Referring expression data
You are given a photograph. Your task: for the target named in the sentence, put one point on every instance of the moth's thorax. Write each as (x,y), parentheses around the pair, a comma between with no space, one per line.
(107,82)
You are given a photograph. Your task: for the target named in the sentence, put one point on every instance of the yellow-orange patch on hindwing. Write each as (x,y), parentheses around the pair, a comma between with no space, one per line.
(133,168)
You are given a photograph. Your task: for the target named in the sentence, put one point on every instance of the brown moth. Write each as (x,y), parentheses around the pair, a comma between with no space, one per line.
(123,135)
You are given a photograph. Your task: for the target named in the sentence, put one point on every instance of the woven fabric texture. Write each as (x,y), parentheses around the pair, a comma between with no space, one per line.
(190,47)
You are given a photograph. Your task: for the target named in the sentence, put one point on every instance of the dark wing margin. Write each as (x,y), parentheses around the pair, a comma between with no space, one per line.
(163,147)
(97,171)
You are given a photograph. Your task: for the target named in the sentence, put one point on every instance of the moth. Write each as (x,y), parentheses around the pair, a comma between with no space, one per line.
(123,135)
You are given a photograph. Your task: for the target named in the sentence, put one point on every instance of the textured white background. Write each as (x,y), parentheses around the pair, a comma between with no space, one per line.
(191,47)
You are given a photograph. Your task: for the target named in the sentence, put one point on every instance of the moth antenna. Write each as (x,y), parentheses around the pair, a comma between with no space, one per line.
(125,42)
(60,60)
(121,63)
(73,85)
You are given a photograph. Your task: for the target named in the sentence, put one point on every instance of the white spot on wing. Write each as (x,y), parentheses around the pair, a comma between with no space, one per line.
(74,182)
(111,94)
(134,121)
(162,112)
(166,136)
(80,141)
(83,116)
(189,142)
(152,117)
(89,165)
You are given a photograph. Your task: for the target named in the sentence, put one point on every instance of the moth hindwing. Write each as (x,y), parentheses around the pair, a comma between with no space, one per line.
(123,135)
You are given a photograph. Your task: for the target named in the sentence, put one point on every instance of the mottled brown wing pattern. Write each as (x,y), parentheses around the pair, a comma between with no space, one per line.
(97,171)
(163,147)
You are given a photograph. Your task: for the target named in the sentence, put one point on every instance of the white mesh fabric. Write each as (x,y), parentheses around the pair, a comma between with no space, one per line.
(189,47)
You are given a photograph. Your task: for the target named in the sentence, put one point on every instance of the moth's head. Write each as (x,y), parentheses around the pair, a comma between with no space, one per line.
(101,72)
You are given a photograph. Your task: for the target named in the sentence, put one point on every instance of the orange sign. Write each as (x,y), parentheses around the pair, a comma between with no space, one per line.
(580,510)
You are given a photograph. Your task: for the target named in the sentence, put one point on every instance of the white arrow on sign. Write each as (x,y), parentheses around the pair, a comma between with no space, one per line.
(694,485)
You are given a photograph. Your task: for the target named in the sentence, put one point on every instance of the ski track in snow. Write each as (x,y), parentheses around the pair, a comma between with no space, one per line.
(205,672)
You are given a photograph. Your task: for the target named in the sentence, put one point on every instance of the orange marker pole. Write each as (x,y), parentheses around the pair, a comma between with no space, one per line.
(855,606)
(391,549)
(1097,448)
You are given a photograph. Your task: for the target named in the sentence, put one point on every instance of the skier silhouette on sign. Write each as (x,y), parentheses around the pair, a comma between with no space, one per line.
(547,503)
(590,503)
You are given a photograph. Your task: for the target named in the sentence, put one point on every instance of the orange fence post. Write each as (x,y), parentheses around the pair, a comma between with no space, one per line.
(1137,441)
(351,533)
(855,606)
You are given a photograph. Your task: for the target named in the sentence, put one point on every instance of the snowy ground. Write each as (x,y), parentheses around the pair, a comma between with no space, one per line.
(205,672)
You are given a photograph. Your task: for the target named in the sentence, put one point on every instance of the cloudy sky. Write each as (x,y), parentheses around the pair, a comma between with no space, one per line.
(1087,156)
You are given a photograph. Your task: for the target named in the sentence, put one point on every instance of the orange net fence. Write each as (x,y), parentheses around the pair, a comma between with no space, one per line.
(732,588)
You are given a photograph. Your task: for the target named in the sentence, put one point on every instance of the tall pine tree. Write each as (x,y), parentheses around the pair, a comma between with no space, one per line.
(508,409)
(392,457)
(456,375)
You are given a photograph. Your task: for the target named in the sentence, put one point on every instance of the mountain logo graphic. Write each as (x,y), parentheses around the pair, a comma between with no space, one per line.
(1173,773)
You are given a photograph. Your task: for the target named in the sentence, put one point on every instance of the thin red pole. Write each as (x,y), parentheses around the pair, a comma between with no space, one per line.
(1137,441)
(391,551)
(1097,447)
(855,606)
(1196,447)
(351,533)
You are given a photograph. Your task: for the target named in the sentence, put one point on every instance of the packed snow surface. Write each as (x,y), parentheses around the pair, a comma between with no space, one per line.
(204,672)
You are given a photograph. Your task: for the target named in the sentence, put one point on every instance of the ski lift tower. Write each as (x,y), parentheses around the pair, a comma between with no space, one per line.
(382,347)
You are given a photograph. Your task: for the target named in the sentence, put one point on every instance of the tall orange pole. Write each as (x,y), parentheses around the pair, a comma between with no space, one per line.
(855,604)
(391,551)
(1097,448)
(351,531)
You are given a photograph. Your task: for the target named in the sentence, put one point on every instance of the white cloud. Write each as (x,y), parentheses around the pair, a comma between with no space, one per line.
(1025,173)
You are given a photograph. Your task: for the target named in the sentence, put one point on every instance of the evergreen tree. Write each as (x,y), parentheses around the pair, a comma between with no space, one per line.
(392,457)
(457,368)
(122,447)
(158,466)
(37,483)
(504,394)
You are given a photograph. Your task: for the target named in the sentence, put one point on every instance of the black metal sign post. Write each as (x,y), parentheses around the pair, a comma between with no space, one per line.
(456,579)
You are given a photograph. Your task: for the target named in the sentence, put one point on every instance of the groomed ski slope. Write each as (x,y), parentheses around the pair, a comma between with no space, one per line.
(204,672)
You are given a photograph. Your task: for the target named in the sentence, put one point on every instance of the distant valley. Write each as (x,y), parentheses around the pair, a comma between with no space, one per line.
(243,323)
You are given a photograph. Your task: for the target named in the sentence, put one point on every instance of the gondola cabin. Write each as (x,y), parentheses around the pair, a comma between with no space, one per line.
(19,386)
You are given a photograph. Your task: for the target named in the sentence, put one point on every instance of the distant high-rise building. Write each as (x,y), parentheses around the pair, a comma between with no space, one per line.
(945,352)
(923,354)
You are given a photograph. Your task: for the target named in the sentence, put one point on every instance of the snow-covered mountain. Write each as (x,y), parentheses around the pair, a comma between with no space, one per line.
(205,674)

WHAT YOU WILL DO — Type out the entries once more, precisely.

TASK RESULT —
You are given a photograph. Your task: for the target named in the sentence, put one point on every instance of the moth's thorax. Write each as (x,y), parentheses around the pair, a comma between with no space, one per line.
(107,82)
You are given a photograph. Your task: for the target named in the sentence, put one point on every instance of the yellow-orange patch on hindwing. Write each as (x,y), parentheses around the pair, a comma between with no space, one per line.
(133,168)
You are given a photograph. Your task: for the target named in the sentence, put one point on every instance of the brown moth. Write each as (x,y), parentheses around the pair, a comma between with no space, one per line.
(123,135)
You are given a photograph. Your task: for the target named in the sentence, put one point on every instance of the woven fabric texture. Write each as (x,y), parentheses around the pair, a comma between with no space, one per line.
(190,47)
You are given a photograph. Your task: for the target named in the sentence, put one point on every instance of the dark wing margin. Write each as (x,y), parentheses around the pair, a comma between with no space, one per line.
(163,147)
(97,171)
You are given a photograph. Your task: for the target named in the sentence, put one point on every instance of the moth. Write each as (x,y), parentheses around the pair, a comma between with no space, one per line.
(123,135)
You are given a photograph. Your task: for the target named in the sentence, put one point on every instance of the textured white background. Write each as (x,y), parentheses around the pair, a comma between with no space, one per line.
(191,47)
You are given a photograph. Your task: for the target named in the sentence, put one point on every instance of the moth antenna. Write each as (x,y), parentheses around the pair, a comma between with no space, one per line.
(125,42)
(60,60)
(121,63)
(73,85)
You are given a photograph. Your task: for the target named in the sentence, put one point on every instance of the white spot on wing. Write each as (x,y), parentheses around the pair, a comma between with no space, one per line.
(74,182)
(111,94)
(134,121)
(162,112)
(166,136)
(80,141)
(83,116)
(189,142)
(152,117)
(89,165)
You are given a photograph. Your task: for the target named in the sentence, put one point on every instance of the moth hindwing. Write each as (x,y), parentheses around the pair, a comma between with no space, one per line.
(123,135)
You are given a photograph. Your task: for the target named in the sentence, put one point on every instance of the mottled brown wing pattern. Write each as (x,y), parentheses around the pair, a comma between with no space, one per line.
(97,171)
(163,147)
You are given a photograph. Your task: for the target named in the sentence, put one point on every instance of the white mesh fabric. Write each as (x,y), parentheses around the pair, a comma between with no space, one per line.
(189,47)
You are given a photograph. Your task: for the target named in the sentence, put one point on every instance of the moth's head. Write each as (x,y), parentheses around the pair, a comma between with no space, one per line.
(101,72)
You are given a photograph. Your task: for the target named in the sentence, put one point on every instance of the orange sign. Write each as (x,y), parentheses around the pair, a comma between with no space, one per line.
(580,510)
You are given a photograph. Your task: for the target named in the sentence, put one point on every instance of the white arrow on sign. Write each as (x,y), parentheses around the pair, a comma between with no space, one per line.
(694,485)
You are given a photograph. Your task: for the target named in the sentence, put one point on every instance of the ski track in snow. Write each as (x,y), parentheses around the pair, a comma between with no space, one per line.
(205,672)
You are given a photograph. Your task: for the target named in the sentence, put one point on every instance of the orange marker pole. Write each as (x,y), parentheses around the pair, a comma between with no space, one per line.
(855,606)
(391,549)
(1097,448)
You are given a photograph. Your task: for the target named in the sentence, put one point on every instance of the skier silhouette on sign. Write each as (x,y), parentheses around the pair, a comma between with no space, one per line.
(547,503)
(590,503)
You are given a photograph. Your task: for the target named in the sentence, put one point on every instance of the orange fence post. Write each as (x,y), parentheses around the pair, a comma between with no space, one per line.
(1137,441)
(351,533)
(855,606)
You are given a photograph. Your task: for the target named in the sentence, put one point on every instance of the snowy ground. Write each as (x,y), parentheses around the pair, a comma between with no space, one per line.
(205,672)
You are given a photograph. Your task: for the target named in the sentence, put one point on every instance of the cloudy sky. Write each as (x,y), parentheses around the pair, a comma between with no space, one per line.
(1087,156)
You are given a photograph. Your task: for the target named in the sentence, put one point on every instance of the orange net fence. Write each as (x,y), parentheses around the pair, a comma between with no space, one per line.
(732,588)
You are given a photograph. Your task: for the target named in the sentence, put one point on every instance of the tall pine tree. Write each as (x,y), parentheses around the pair, a comma between with no space, one per line.
(508,409)
(392,457)
(456,375)
You are given a photograph. Your task: for the target named in the sentence, put one point on every instance of the mountain logo graphic. Write each as (x,y), parentheses around the pair, a comma between with no space, one per line.
(1173,773)
You are given a photograph. Your task: for the target named in the sentence, put one point on every instance of the thin red pole. Write each as (x,y), parentheses around the pair, a comma between with no space, one per line.
(1137,441)
(391,551)
(1097,447)
(855,606)
(1196,447)
(351,533)
You are given a photograph. Your task: for the target named in the sentence, put one point on every instance of the packed snow surface. Write each as (x,y), parentheses around the pair, a comma between with no space, one per line.
(204,672)
You are given a photograph. Your task: for the target named in the sentence, put one point on every instance of the ski lift tower. Write each as (x,y), parentheses around the pair, a comma between with no space, one per line.
(382,347)
You are given a photograph. Your task: for the target named in the sentence, put one point on every instance of the tall orange pole. Write each as (x,y), parentheses around the pair, a comma between with no space, one per line.
(855,604)
(391,551)
(1097,448)
(351,531)
You are given a photograph. Your task: for the target named in the sentence, put one point on every instance of the white cloud. Write each as (x,y), parentheses around the pair, a comma between with no space, one per line.
(1025,173)
You are given a photograph. Your task: for the target named in the sentence, put one point on every instance of the evergreen tree. Write each as (x,y), parentheses around the pair, a comma between with no space, one per line.
(392,457)
(457,368)
(122,447)
(158,466)
(37,483)
(504,394)
You are given a photograph. Your task: for the target named in the sentence, put one point on every instance of the black metal sign post. Write each as (x,y), parentheses around the pair, a comma between with no space, one per line.
(456,579)
You are given a photograph. Your task: for the target named in the sentence, put one point on every instance of the groomed ski slope. Write each as (x,y), parentheses around the pair, a comma between with no space, one per line.
(204,672)
You are given a photograph. Your task: for the target named in the sentence, put one point on every instance of the distant valley. Write each as (x,y), parentheses around the pair, a comma between with no space, one per line.
(243,323)
You are given a photograph. Your task: for the target named in the sentence, put one point on every instance of the gondola cabin. Write each as (x,y), parentheses around the pair, a comma between with no space, one per line.
(19,386)
You are given a photograph. Your task: for the target named in the sentence, put one point on every instance of the distant high-rise building. Write each as (x,y), parentheses around the pair, a comma between with no space, one per line.
(945,352)
(923,354)
You are given a photograph. Your task: for the target named in the sentence, put one point on every instance of the snow-covered mountain. Write each as (x,y), parentheses around the pair, a comma between with no space, one per line.
(205,674)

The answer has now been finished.